Task statement = Output the rows below as a Markdown table with columns Line and Text, covering only the stretch from the line containing "of the hillside" through the end of the rows. Number each line in Line, put the line itself in Text, and leave out blank lines.

-=-=-=-=-

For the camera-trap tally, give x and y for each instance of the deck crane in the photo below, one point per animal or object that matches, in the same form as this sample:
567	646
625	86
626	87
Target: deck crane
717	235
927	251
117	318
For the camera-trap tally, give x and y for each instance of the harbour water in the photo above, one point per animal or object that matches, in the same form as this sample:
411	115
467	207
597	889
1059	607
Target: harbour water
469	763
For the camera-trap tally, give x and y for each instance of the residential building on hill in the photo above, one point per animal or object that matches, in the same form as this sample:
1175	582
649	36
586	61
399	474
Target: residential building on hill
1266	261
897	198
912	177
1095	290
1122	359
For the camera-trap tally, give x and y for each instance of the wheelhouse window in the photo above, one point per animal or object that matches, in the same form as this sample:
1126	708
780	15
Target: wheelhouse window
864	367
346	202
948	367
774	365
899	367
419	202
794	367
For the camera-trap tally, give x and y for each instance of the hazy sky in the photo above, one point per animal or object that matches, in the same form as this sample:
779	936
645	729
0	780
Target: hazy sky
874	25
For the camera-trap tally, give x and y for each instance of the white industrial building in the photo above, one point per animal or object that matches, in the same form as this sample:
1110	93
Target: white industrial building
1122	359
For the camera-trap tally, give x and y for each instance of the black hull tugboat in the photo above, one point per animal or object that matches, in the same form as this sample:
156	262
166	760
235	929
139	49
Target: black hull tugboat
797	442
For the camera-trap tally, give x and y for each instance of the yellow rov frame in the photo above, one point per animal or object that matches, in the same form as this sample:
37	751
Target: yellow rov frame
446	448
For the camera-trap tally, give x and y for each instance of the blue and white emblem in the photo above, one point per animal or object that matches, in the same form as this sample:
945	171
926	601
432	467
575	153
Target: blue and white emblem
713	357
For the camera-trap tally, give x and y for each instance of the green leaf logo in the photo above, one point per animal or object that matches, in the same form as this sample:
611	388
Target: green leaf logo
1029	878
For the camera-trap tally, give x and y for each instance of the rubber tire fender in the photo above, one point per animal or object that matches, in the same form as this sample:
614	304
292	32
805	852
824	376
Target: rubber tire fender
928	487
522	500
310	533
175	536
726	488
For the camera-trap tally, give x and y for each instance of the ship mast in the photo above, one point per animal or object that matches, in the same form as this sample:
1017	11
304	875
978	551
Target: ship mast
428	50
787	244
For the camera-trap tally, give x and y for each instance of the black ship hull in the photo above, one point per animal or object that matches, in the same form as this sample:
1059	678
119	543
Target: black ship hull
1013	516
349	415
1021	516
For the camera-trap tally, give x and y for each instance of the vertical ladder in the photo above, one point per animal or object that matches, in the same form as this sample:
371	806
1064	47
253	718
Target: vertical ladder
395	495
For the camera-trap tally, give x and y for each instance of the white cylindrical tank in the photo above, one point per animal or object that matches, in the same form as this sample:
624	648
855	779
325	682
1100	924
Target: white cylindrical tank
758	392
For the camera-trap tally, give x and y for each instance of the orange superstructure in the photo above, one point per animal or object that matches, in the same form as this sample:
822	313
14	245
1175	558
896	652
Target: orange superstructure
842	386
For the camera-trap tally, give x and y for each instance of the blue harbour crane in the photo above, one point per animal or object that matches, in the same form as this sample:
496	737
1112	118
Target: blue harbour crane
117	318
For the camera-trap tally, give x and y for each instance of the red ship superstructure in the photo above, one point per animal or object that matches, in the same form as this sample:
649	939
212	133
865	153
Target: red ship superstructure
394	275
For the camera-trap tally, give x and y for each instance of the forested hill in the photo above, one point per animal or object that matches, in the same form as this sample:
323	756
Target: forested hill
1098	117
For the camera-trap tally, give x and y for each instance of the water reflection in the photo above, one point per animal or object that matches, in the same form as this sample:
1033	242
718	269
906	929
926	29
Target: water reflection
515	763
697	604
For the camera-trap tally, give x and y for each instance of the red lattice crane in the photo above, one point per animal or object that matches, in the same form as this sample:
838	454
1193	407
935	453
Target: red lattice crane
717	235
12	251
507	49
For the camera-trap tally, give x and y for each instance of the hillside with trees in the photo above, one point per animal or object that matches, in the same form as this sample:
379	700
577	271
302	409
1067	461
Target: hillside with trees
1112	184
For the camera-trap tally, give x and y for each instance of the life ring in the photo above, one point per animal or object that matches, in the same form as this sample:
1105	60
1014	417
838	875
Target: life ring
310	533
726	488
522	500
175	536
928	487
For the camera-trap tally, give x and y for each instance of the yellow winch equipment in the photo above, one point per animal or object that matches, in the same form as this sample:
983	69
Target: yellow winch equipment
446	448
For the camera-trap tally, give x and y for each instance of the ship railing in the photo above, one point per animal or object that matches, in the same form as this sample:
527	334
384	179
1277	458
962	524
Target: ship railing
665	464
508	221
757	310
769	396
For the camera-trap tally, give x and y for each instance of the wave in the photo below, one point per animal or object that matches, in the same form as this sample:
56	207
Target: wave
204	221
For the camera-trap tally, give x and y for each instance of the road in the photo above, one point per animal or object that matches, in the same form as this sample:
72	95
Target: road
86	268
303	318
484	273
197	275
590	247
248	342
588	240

-=-=-=-=-

Solved problem =
| Line | Text |
|---|---|
| 1 | For the camera-trap tally, give x and y for each instance of the hillside with trees in the photo above, one point per animal or object that matches, in the same form as this sample: |
| 2 | 379	700 |
| 3 | 577	271 |
| 4 | 302	409 |
| 5 | 1067	461 |
| 6 | Target: hillside with trees |
| 7 | 1112	184 |
| 8 | For the camera-trap tally, give x and y for each instance of the life ring in the photo above, one point per animal or object that matches, in the same form as this sample: |
| 9 | 1105	60 |
| 10 | 1014	417 |
| 11 | 838	875 |
| 12 | Target: life ring |
| 13 | 310	533 |
| 14 | 726	488 |
| 15 | 522	500 |
| 16 | 175	536 |
| 17 | 928	487 |
| 18 | For the camera-trap tally, give x and y for each instance of the yellow winch equipment in the photo above, one point per animal or object that matches, in the same form as this sample: |
| 19 | 983	69 |
| 20 | Target: yellow winch equipment |
| 21 | 446	448 |
| 22 | For the camera-trap tally, give x and y for each instance of the ship railing in the photo above, one point per animal or object that matches, in the same form as this sample: |
| 23 | 527	334 |
| 24 | 384	179 |
| 25 | 1277	458 |
| 26 | 962	524 |
| 27 | Target: ship railing |
| 28 | 665	464 |
| 29 | 508	221 |
| 30 | 757	310 |
| 31 | 769	396 |
| 32 | For the camera-trap tally, give x and y for each instance of the wave in the photo below, one point per animal or object that matches, in the same form as this sample: |
| 33 | 56	207 |
| 34 | Target: wave |
| 35 | 204	221 |
| 36 | For the camera-trap tally, give x and y for each instance of the road in the photo above, one point per animal or object that matches, in the same form as this sample: |
| 37 | 72	95 |
| 38 | Target: road |
| 39 | 86	268 |
| 40 | 303	318 |
| 41 | 484	273 |
| 42 | 197	275 |
| 43 | 590	247 |
| 44 | 248	342 |
| 45 | 588	240 |